Material for this exercise:

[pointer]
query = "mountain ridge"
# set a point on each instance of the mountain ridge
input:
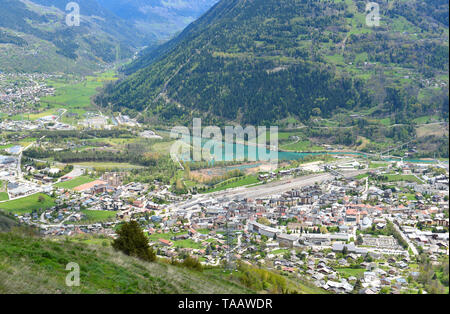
(229, 63)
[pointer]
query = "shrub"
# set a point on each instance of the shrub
(132, 241)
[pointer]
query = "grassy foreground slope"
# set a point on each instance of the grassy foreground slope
(35, 265)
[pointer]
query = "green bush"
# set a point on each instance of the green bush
(132, 241)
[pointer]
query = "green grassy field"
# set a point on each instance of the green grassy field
(70, 184)
(3, 193)
(4, 196)
(241, 182)
(348, 272)
(301, 146)
(109, 165)
(93, 216)
(399, 177)
(36, 265)
(28, 204)
(374, 165)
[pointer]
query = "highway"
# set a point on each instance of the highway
(264, 190)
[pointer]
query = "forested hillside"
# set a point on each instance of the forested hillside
(160, 18)
(263, 61)
(34, 37)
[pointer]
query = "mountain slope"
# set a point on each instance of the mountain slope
(261, 61)
(34, 265)
(35, 37)
(160, 18)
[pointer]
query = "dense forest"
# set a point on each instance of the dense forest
(96, 38)
(258, 62)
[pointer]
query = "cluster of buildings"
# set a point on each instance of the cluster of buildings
(19, 93)
(335, 233)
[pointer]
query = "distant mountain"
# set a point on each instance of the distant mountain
(34, 37)
(159, 18)
(261, 61)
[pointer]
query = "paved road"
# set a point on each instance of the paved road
(272, 188)
(410, 244)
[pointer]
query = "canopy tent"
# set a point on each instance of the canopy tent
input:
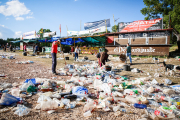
(99, 40)
(17, 41)
(70, 41)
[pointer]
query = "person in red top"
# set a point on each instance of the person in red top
(54, 50)
(25, 48)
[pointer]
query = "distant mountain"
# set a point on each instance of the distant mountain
(6, 33)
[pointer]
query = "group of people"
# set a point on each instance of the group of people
(35, 48)
(11, 48)
(102, 55)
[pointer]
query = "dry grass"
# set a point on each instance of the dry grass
(144, 64)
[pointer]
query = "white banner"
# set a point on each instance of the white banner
(47, 34)
(29, 35)
(97, 30)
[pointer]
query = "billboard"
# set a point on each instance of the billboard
(97, 30)
(48, 34)
(29, 35)
(141, 25)
(96, 24)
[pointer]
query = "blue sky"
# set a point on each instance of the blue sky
(20, 16)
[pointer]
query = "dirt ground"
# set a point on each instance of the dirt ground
(41, 68)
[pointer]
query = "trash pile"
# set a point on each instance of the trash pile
(95, 88)
(24, 62)
(47, 56)
(7, 55)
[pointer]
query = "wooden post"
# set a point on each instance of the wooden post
(106, 26)
(62, 53)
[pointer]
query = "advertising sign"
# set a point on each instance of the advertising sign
(97, 24)
(29, 35)
(48, 34)
(141, 25)
(97, 30)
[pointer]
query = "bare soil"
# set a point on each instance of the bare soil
(41, 68)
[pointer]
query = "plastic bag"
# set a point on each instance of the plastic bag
(8, 99)
(49, 105)
(167, 81)
(15, 91)
(25, 86)
(21, 110)
(154, 81)
(33, 80)
(31, 89)
(78, 90)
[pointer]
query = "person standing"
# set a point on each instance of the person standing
(102, 56)
(5, 48)
(128, 53)
(36, 48)
(76, 52)
(11, 48)
(25, 48)
(54, 50)
(44, 50)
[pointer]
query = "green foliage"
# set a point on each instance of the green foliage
(115, 28)
(166, 8)
(41, 31)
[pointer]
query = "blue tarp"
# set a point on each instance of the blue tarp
(68, 41)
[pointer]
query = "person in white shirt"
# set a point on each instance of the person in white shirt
(76, 52)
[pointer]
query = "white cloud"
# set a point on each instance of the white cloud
(29, 17)
(19, 18)
(18, 34)
(14, 8)
(1, 35)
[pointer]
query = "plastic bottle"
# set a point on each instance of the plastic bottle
(131, 99)
(65, 93)
(116, 108)
(154, 103)
(140, 106)
(87, 114)
(70, 96)
(71, 105)
(15, 92)
(125, 111)
(65, 101)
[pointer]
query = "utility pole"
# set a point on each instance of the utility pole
(106, 26)
(114, 23)
(80, 25)
(67, 30)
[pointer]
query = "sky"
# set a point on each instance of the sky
(21, 16)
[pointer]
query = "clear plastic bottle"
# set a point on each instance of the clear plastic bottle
(125, 111)
(87, 114)
(116, 108)
(154, 103)
(140, 106)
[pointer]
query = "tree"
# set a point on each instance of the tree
(169, 9)
(41, 31)
(115, 28)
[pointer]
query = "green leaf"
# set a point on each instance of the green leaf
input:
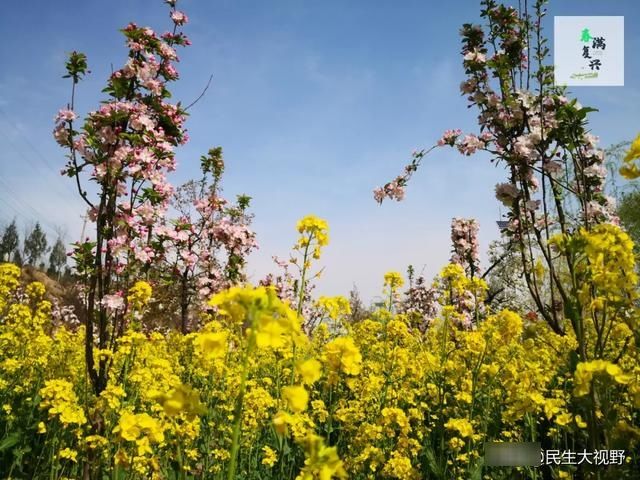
(10, 441)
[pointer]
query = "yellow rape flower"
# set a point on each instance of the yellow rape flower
(310, 371)
(342, 355)
(296, 398)
(212, 344)
(269, 457)
(68, 454)
(460, 425)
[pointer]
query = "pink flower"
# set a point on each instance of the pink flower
(470, 144)
(475, 56)
(449, 137)
(507, 193)
(65, 115)
(113, 303)
(179, 18)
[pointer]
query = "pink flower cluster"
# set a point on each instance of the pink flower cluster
(464, 239)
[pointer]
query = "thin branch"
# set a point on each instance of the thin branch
(201, 95)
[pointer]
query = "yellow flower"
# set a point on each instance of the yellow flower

Stated problem: Copy the whole listing above word for word but do not carry over the pictures.

Answer below:
[pointer]
query = "mountain ridge"
# set a point on each instance of the mountain ridge
input:
(229, 63)
[pointer]
query = "shrub"
# set a point on each instance of the shrub
(132, 241)
[pointer]
query = "grassy foreground slope"
# set a point on each instance of the grassy foreground slope
(35, 265)
[pointer]
query = "green bush"
# set a point on each instance of the green bush
(132, 241)
[pointer]
query = "green grassy field"
# set a point on each instance of the green grassy field
(70, 184)
(3, 193)
(4, 196)
(241, 182)
(348, 272)
(301, 146)
(109, 165)
(93, 216)
(399, 177)
(36, 265)
(28, 204)
(374, 165)
[pointer]
query = "highway"
# set a point on each instance of the highway
(264, 190)
[pointer]
query = "forested hillside"
# set a point on each instance of the forested hillside
(160, 18)
(263, 61)
(34, 37)
[pointer]
query = "mountain slope"
# set a point on each instance of the mountain slope
(261, 61)
(34, 265)
(35, 37)
(160, 18)
[pointer]
query = "dense forest"
# set a point on each instance of the dense forest
(96, 38)
(258, 62)
[pointer]
query = "cluster of buildings"
# set a point on each instance of the cluster of buildings
(19, 93)
(335, 233)
[pointer]
query = "distant mountain"
# set a point on each instance of the distant mountain
(34, 37)
(159, 18)
(261, 61)
[pointer]
query = "paved road"
# set a point on each instance of the paved road
(272, 188)
(410, 244)
[pointer]
query = "canopy tent"
# set a point on each instance of the canopy tent
input:
(99, 40)
(17, 41)
(70, 41)
[pointer]
query = "person in red top"
# set a point on each instance of the person in red top
(54, 50)
(25, 48)
[pointer]
query = "distant mountain"
# set a point on each instance of the distant mountain
(6, 33)
[pointer]
query = "group of people"
# set a point on each instance of the group of people
(35, 48)
(11, 48)
(102, 55)
[pointer]
query = "dry grass"
# set a point on each instance of the dry grass
(144, 64)
[pointer]
query = "white banner"
# set a point on each instance of the white banner
(47, 34)
(29, 35)
(97, 30)
[pointer]
query = "billboard"
# set a point on each instance of the billboard
(97, 30)
(48, 34)
(29, 35)
(141, 25)
(96, 24)
[pointer]
query = "blue sky"
# set a point on each instance of the blue sky
(20, 16)
[pointer]
query = "dirt ground"
# set a point on each instance of the dirt ground
(41, 68)
[pointer]
query = "trash pile"
# set a point on each instance of the trash pile
(95, 88)
(24, 62)
(47, 56)
(7, 55)
[pointer]
query = "wooden post"
# set a point on each instance of the wooden post
(106, 26)
(62, 53)
[pointer]
query = "advertising sign"
# set a point on each instance of the advertising sign
(97, 24)
(29, 35)
(48, 34)
(141, 25)
(97, 30)
[pointer]
query = "bare soil"
# set a point on each instance of the bare soil
(41, 68)
[pointer]
query = "plastic bag"
# set a point on each instance of the plastic bag
(8, 99)
(49, 105)
(167, 81)
(15, 91)
(25, 86)
(21, 110)
(154, 81)
(33, 80)
(31, 89)
(78, 90)
[pointer]
query = "person standing"
# set a point on each instance of the person standing
(102, 56)
(5, 48)
(128, 53)
(36, 48)
(76, 52)
(11, 48)
(25, 48)
(54, 50)
(44, 50)
[pointer]
query = "green foliage"
# set a point on each instance of the green foliage
(115, 28)
(166, 8)
(41, 31)
[pointer]
query = "blue tarp"
# set a point on each instance of the blue tarp
(68, 41)
[pointer]
query = "person in white shirt"
# set a point on each instance of the person in white shirt
(76, 52)
[pointer]
query = "white cloud"
# set a point on each instance of the white cloud
(29, 17)
(19, 18)
(18, 34)
(14, 8)
(1, 35)
[pointer]
query = "plastic bottle"
# set a point on each instance of the plastic bottle
(131, 99)
(65, 93)
(116, 108)
(154, 103)
(140, 106)
(87, 114)
(70, 96)
(71, 105)
(15, 92)
(125, 111)
(65, 101)
[pointer]
query = "utility pole"
# set a point on each instance of the utility pole
(106, 26)
(114, 23)
(80, 25)
(67, 30)
[pointer]
query = "sky"
# set a point on each instance of the sky
(21, 16)
[pointer]
query = "clear plastic bottle"
# set a point on each instance of the clear plastic bottle
(125, 111)
(87, 114)
(116, 108)
(154, 103)
(140, 106)
[pointer]
query = "tree"
# set a point on each instance of the tree
(169, 9)
(41, 31)
(115, 28)
[pointer]
query = "green leaf"
# set a point on each instance of the green leaf
input:
(10, 441)
[pointer]
query = "yellow rape flower"
# set a point on each instance of the yellow rape flower
(310, 371)
(342, 355)
(296, 398)
(212, 344)
(269, 457)
(68, 454)
(460, 425)
[pointer]
query = "pink flower"
# set a point on each instance of the pink flower
(470, 144)
(475, 56)
(449, 137)
(507, 193)
(65, 115)
(113, 303)
(179, 18)
[pointer]
query = "pink flower cluster"
# set a point on each instance of the pink flower cluster
(464, 239)
[pointer]
query = "thin branch"
# set a point on each instance of the thin branch
(201, 95)
[pointer]
query = "yellow flower"
# set a point on each instance of the yellow flower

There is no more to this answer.